TASK REQUIREMENTS:
Could you give the lines of the records below as a numbered list, starting with the line that contains "Where can the white wall" and going on through the line that contains "x=216, y=198", with any blank lines left out?

DATA FOR PROCESSING:
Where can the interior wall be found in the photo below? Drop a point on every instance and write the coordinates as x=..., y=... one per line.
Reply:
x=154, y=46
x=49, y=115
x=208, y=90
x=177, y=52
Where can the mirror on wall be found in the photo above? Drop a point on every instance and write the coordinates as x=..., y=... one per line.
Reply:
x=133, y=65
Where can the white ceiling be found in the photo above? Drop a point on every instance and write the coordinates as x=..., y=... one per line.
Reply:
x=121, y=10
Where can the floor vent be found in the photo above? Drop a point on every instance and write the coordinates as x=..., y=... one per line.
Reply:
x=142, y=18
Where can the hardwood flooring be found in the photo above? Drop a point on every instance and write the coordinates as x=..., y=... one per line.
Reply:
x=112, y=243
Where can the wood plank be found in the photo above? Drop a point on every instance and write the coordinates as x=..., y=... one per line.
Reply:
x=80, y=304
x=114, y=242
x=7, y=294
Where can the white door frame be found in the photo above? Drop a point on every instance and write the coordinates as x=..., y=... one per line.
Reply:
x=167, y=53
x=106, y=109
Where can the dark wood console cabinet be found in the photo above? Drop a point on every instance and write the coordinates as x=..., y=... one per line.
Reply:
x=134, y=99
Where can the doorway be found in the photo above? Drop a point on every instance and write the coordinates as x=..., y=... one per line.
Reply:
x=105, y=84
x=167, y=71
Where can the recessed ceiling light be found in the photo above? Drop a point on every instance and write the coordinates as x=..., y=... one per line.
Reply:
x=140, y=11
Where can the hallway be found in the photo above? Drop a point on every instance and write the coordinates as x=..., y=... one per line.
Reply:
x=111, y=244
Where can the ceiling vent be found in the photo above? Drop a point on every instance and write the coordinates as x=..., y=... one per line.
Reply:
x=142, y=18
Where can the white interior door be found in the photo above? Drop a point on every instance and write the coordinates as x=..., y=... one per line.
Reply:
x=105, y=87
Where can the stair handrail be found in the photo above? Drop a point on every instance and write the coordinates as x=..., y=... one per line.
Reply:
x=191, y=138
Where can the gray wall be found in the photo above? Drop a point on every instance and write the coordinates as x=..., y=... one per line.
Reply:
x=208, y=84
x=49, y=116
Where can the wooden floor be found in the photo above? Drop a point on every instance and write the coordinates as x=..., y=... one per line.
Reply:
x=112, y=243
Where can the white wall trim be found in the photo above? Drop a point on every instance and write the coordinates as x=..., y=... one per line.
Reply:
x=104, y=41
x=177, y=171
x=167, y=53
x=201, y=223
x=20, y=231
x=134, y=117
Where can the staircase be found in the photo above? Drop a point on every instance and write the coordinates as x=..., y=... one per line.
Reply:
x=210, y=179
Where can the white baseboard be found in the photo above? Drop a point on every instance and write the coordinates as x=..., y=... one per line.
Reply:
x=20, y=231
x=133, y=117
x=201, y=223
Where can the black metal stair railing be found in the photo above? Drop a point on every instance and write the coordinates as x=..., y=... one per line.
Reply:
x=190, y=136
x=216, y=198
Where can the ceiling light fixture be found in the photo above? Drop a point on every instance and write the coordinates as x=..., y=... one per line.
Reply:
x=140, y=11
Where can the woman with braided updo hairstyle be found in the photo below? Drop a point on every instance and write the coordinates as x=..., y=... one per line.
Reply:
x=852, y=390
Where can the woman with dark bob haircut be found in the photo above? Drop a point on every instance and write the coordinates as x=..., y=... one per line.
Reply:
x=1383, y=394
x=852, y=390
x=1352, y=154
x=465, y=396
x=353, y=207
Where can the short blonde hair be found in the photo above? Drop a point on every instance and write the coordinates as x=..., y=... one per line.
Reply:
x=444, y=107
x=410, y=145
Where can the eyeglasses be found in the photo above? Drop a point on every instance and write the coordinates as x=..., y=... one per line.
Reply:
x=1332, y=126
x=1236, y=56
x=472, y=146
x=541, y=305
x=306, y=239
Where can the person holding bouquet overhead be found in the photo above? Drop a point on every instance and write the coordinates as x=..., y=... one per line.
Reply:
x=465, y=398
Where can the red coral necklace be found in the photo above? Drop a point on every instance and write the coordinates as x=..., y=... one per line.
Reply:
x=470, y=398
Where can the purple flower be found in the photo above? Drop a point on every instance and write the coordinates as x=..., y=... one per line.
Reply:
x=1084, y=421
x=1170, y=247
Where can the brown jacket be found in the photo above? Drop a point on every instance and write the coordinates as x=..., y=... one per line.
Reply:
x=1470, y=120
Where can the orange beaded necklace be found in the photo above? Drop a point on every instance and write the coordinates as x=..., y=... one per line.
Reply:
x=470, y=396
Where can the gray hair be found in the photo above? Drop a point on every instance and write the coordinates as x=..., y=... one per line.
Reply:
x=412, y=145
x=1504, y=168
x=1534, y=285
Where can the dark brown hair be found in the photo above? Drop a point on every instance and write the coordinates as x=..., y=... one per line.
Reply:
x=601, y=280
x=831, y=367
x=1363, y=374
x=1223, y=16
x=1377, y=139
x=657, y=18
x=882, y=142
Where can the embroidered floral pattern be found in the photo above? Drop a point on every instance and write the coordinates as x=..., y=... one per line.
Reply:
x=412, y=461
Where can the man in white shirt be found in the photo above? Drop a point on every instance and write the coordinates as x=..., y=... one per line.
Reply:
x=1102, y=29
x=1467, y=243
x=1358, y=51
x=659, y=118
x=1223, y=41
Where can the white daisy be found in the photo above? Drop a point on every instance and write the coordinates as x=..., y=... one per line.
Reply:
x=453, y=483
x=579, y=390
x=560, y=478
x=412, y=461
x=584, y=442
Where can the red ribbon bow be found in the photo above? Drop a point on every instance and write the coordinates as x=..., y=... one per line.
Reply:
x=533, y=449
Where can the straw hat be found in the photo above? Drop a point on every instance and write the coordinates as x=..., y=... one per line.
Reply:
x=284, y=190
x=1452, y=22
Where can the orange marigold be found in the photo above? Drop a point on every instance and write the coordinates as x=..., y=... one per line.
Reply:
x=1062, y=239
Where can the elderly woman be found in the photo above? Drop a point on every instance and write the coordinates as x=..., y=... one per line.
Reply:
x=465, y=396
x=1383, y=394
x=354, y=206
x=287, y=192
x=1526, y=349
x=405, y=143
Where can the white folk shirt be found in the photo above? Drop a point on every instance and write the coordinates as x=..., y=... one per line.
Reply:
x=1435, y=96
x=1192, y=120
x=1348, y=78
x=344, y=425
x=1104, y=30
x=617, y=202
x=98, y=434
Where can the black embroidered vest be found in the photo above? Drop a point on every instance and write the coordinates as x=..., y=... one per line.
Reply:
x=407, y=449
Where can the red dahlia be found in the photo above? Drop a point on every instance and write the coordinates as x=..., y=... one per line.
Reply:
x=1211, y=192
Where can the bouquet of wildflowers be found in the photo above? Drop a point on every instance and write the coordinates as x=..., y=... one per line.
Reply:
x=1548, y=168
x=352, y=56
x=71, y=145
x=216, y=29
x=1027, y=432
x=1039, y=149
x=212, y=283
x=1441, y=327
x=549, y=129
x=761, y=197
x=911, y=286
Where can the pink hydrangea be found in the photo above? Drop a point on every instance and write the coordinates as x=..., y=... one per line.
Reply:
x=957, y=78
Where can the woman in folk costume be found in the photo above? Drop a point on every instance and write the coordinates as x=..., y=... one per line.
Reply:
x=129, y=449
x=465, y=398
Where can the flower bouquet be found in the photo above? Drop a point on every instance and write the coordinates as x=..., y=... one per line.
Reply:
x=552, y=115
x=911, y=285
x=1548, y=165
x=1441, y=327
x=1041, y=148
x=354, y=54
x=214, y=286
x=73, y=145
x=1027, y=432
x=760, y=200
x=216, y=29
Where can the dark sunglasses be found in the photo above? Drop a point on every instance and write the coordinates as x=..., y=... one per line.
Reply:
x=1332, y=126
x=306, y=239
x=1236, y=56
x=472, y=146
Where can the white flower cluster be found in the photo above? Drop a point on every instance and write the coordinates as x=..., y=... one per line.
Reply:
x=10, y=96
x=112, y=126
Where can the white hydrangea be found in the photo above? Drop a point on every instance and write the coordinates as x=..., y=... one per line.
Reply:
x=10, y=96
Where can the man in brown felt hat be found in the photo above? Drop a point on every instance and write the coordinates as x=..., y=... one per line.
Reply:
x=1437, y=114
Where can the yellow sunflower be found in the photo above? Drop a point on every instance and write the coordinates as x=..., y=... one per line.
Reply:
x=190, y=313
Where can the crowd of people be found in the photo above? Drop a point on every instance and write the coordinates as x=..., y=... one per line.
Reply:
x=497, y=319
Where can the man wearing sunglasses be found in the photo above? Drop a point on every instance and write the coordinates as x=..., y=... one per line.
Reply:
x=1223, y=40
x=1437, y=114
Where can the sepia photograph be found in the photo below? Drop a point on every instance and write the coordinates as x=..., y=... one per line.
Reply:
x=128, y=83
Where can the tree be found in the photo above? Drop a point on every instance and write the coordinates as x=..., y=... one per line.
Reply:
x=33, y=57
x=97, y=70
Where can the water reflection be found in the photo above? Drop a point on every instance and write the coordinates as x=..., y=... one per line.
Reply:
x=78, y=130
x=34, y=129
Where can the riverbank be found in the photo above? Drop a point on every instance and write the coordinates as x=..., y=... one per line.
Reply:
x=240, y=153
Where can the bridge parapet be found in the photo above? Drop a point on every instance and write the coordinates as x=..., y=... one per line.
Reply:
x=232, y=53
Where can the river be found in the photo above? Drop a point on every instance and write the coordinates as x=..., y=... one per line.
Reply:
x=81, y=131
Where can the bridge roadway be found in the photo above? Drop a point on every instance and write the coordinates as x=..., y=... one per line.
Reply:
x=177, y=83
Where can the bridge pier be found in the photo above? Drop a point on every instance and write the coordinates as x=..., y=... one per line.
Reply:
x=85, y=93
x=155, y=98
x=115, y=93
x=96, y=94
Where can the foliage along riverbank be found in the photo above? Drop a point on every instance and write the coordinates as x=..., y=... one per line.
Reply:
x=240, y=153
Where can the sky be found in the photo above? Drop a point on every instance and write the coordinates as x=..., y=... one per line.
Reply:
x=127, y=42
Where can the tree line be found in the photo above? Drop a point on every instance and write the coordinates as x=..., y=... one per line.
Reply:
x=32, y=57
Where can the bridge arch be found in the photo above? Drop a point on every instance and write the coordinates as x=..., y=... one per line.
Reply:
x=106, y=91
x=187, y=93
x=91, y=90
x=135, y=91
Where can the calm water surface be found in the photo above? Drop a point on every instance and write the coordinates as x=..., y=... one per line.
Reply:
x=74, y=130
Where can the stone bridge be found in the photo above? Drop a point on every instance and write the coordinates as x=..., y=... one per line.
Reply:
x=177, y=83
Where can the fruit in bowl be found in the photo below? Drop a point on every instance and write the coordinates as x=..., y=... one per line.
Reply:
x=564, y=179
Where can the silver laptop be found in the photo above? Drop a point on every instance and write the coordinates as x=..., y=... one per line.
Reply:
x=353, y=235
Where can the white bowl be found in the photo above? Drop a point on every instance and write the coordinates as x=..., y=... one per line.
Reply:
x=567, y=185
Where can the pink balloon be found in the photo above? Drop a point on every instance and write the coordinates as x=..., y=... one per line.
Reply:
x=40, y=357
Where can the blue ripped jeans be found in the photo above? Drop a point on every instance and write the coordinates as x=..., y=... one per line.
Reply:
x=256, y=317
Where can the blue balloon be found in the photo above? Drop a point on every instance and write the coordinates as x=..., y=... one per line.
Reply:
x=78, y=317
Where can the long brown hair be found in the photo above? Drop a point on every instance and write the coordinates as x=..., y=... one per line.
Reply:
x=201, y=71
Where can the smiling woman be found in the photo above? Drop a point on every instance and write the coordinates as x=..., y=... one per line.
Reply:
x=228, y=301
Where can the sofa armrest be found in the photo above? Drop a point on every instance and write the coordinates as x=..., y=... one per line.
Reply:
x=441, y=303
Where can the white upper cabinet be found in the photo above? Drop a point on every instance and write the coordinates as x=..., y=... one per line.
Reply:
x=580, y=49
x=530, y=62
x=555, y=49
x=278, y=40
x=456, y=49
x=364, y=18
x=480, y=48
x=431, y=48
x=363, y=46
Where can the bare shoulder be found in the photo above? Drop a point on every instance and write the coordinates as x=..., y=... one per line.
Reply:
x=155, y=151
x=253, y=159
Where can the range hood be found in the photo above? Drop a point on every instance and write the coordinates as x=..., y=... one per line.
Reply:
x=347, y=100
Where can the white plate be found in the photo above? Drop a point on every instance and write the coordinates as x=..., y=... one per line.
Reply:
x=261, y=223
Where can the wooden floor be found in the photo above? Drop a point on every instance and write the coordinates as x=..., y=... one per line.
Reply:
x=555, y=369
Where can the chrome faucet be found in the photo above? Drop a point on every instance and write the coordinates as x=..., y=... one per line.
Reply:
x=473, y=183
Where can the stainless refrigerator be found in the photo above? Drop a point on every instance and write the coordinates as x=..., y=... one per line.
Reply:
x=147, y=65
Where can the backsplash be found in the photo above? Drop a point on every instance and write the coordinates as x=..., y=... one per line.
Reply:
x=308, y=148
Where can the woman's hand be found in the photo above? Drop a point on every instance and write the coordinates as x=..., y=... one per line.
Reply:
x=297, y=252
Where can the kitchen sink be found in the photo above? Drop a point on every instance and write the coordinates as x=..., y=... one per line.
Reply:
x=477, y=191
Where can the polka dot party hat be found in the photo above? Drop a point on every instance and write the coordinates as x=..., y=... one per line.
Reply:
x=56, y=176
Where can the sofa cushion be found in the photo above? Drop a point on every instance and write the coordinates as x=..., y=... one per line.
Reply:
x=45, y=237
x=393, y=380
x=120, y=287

RESPONSE:
1. Where can the white wall trim be found in the photo above? Drop a point on every instance and write the coordinates as x=..., y=... one per line.
2. Reply:
3. x=104, y=41
4. x=177, y=171
5. x=167, y=53
6. x=201, y=223
7. x=20, y=231
8. x=134, y=117
9. Where can the staircase be found in the photo above? Drop a point on every instance and write the coordinates as x=..., y=... one per line.
10. Reply:
11. x=210, y=179
12. Where can the white baseboard be found in the photo above? Drop a point on every instance and write the coordinates as x=..., y=... one per line.
13. Reply:
14. x=20, y=231
15. x=133, y=117
16. x=201, y=223
17. Where can the black metal stair railing be found in the photo above? Drop a point on every instance and write the coordinates as x=..., y=... one per line.
18. Reply:
19. x=190, y=136
20. x=216, y=198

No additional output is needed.